§ **The task**:
Convert only the record lines below from the line containing "of the tree" through the line containing "Target: tree trunk", inclusive, into a numbered list, leaving out any blank lines.

Records from a point-labeling set:
+===+

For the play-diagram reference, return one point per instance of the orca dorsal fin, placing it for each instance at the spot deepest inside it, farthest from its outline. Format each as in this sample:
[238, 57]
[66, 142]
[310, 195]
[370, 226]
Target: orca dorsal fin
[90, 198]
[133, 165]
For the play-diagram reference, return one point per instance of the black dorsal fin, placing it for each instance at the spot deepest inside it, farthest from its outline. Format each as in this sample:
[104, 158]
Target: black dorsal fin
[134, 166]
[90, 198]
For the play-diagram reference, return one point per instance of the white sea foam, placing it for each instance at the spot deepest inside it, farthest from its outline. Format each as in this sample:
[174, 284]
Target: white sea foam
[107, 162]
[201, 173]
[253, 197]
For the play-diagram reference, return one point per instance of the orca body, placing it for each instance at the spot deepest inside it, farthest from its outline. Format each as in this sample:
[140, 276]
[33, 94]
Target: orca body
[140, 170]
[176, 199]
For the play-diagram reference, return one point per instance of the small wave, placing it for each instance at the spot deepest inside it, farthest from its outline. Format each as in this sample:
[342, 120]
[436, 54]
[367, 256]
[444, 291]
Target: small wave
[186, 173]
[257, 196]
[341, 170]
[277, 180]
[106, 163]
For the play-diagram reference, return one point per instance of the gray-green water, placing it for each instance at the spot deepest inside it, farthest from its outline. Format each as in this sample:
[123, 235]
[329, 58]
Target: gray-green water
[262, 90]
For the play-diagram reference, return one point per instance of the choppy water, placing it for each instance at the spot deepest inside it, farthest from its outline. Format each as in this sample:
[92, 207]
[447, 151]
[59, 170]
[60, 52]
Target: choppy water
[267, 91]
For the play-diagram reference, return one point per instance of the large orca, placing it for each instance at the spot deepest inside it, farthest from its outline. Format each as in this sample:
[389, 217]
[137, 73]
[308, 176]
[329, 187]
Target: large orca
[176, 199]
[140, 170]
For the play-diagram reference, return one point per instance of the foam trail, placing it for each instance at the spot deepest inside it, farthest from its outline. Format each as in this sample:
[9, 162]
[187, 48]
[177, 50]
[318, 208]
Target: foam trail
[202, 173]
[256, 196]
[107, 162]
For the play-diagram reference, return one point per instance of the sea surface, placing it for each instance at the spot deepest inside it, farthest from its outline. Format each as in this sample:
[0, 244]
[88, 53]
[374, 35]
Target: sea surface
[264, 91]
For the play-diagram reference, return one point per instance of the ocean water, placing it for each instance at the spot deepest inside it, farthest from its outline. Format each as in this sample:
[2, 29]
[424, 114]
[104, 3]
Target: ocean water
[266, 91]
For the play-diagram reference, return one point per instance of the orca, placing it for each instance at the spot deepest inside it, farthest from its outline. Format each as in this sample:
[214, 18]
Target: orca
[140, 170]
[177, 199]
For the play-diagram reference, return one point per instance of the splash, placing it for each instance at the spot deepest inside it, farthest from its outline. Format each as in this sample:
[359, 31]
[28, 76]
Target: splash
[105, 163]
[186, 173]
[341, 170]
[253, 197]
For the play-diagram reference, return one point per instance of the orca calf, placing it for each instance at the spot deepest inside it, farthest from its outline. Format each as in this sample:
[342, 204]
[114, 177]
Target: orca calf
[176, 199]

+===+

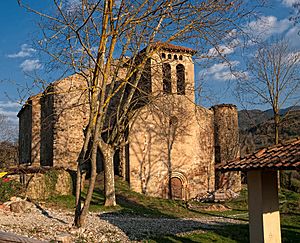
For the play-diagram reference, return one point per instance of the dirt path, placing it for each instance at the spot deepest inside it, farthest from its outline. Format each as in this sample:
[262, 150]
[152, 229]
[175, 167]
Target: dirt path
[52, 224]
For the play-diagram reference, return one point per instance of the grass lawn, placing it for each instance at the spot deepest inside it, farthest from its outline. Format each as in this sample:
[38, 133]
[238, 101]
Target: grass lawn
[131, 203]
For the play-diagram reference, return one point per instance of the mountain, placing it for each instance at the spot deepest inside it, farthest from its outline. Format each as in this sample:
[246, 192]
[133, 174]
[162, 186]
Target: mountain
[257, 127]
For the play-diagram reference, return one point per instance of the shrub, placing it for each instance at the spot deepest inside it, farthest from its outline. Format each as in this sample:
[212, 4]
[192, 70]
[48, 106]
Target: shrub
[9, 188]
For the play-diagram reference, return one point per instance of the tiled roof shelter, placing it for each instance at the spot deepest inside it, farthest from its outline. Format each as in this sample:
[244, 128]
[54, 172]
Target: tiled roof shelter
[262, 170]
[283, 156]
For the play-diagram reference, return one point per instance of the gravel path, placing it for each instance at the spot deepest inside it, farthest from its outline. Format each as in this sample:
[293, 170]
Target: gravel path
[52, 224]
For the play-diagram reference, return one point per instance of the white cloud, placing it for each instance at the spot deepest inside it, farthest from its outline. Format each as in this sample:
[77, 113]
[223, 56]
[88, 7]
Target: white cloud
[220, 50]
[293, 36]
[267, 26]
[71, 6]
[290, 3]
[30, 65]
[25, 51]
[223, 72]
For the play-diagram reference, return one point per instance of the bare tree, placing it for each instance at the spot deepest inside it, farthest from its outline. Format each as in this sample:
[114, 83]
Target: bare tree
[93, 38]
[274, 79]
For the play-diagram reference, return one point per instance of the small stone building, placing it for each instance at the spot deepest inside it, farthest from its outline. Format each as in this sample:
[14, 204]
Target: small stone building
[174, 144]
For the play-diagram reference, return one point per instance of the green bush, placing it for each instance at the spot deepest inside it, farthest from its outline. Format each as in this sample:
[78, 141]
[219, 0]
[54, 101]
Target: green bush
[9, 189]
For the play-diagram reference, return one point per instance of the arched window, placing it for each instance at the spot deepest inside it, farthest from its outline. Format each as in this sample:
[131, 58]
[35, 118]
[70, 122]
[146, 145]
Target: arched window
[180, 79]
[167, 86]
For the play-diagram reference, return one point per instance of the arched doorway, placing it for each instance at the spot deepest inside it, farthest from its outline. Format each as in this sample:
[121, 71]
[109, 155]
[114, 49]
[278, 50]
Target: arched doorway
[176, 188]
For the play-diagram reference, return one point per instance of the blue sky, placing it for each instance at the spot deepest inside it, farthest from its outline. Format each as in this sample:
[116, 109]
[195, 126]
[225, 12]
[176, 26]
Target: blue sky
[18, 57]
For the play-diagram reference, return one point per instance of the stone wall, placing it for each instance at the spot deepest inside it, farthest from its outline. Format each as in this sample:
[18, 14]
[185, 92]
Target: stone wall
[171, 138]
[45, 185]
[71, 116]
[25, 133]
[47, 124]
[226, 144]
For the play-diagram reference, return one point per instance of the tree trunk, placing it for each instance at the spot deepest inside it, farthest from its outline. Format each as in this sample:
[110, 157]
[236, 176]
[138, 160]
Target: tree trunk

+===+

§ **Result of this task**:
1. For the play-diagram reference, return one point per instance of the tree trunk, placing it for each instance at the spot deepest inside it, farthest from its outline. Format each as in this sample:
2. [110, 157]
3. [236, 176]
4. [138, 160]
5. Target: tree trunk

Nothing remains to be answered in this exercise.